EXTRACT START
ST. ALi is a privately owned group of cafes, retailers and specialty coffee roaster founded and based in Melbourne, Australia in 2005. As of October 2009 ST. ALi had cafes in Melbourne, and was credited with being a contributor to the third wave of coffee movement in Melbourne.

History
ST. ALi's South Melbourne cafe was founded in 2005 by Mark Dundon. It was bought by Salvatore Malatesta in 2008. A second cafe opened in December 2012.

From January - September 2014 ST. ALi operated a pop-up location on Collins Street, Melbourne alongside other restaurants.

In February 2014, ST. ALi set up a pop up cafe and coffee masterclasses at Coffee Workers in Seoul, Korea. Also that year, ST. ALi ran a pop up cafe at the London Coffee Festival. This was followed by a cafe installation in Milan at the design festival Ventura Lambrate as part of an Australian design contingent called ‘The Other Hemisphere'.

ST. ALi established a pop up cafe in Jakarta, Indonesia in September 2014. A permanent Jakarta location was opened in 2015.

In November 2016 ST. ALi purchased North Melbourne cafe auction rooms from its founder Andrew Kelly.

In January 2022 ST. ALi offered two free rapid antigen tests for COVID-19 with orders over $159.99 as part of a promotional offer during shortages of the tests in Melbourne. The company apologised after backlash.

Philosophy and sourcing
ST. ALi coffee beans are sourced through direct trade with the coffee growers themselves. ST. ALi's coffee beans are all purchased green, and small batch roasted in Melbourne using Brambati roasters.
EXTRACT END
DATA SHOWN START
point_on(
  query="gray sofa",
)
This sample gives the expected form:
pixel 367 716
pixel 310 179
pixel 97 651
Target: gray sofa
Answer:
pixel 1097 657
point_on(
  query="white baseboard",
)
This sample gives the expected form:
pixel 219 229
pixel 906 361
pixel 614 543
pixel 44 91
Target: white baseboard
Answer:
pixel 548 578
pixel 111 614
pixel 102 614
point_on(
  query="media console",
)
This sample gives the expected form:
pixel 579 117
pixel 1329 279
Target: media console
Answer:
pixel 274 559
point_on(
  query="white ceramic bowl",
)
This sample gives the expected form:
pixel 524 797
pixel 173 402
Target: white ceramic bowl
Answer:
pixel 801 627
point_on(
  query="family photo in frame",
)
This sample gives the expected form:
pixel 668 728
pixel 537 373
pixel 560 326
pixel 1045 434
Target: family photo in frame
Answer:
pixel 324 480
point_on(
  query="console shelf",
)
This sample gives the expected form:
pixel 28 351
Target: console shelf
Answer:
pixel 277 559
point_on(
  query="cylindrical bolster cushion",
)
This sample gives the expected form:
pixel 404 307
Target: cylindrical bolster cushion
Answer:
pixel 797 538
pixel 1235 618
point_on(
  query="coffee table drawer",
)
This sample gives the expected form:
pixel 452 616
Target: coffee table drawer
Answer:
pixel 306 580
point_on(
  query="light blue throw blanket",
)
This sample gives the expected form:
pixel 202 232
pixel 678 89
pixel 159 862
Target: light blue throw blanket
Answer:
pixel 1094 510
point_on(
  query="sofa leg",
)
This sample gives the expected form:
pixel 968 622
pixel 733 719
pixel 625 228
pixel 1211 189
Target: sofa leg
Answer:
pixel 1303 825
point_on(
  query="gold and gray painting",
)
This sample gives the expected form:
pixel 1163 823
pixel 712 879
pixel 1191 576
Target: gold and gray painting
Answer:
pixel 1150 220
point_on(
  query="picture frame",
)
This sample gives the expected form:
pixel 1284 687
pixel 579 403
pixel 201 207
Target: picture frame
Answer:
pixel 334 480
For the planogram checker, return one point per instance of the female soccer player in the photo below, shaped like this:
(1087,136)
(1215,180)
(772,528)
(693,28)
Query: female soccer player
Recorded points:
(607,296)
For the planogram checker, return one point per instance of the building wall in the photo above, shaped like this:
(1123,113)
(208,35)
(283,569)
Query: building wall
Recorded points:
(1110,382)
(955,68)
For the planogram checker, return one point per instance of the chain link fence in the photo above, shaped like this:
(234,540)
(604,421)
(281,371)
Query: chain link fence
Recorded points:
DATA SHOWN END
WHAT IS REQUIRED
Reproduce the full text about ST. ALi above word for word, from its opening sentence through its final line.

RESPONSE TO THE EXERCISE
ST. ALi is a privately owned group of cafes, retailers and specialty coffee roaster founded and based in Melbourne, Australia in 2005. As of October 2009 ST. ALi had cafes in Melbourne, and was credited with being a contributor to the third wave of coffee movement in Melbourne.

History
ST. ALi's South Melbourne cafe was founded in 2005 by Mark Dundon. It was bought by Salvatore Malatesta in 2008. A second cafe opened in December 2012.

From January - September 2014 ST. ALi operated a pop-up location on Collins Street, Melbourne alongside other restaurants.

In February 2014, ST. ALi set up a pop up cafe and coffee masterclasses at Coffee Workers in Seoul, Korea. Also that year, ST. ALi ran a pop up cafe at the London Coffee Festival. This was followed by a cafe installation in Milan at the design festival Ventura Lambrate as part of an Australian design contingent called ‘The Other Hemisphere'.

ST. ALi established a pop up cafe in Jakarta, Indonesia in September 2014. A permanent Jakarta location was opened in 2015.

In November 2016 ST. ALi purchased North Melbourne cafe auction rooms from its founder Andrew Kelly.

In January 2022 ST. ALi offered two free rapid antigen tests for COVID-19 with orders over $159.99 as part of a promotional offer during shortages of the tests in Melbourne. The company apologised after backlash.

Philosophy and sourcing
ST. ALi coffee beans are sourced through direct trade with the coffee growers themselves. ST. ALi's coffee beans are all purchased green, and small batch roasted in Melbourne using Brambati roasters.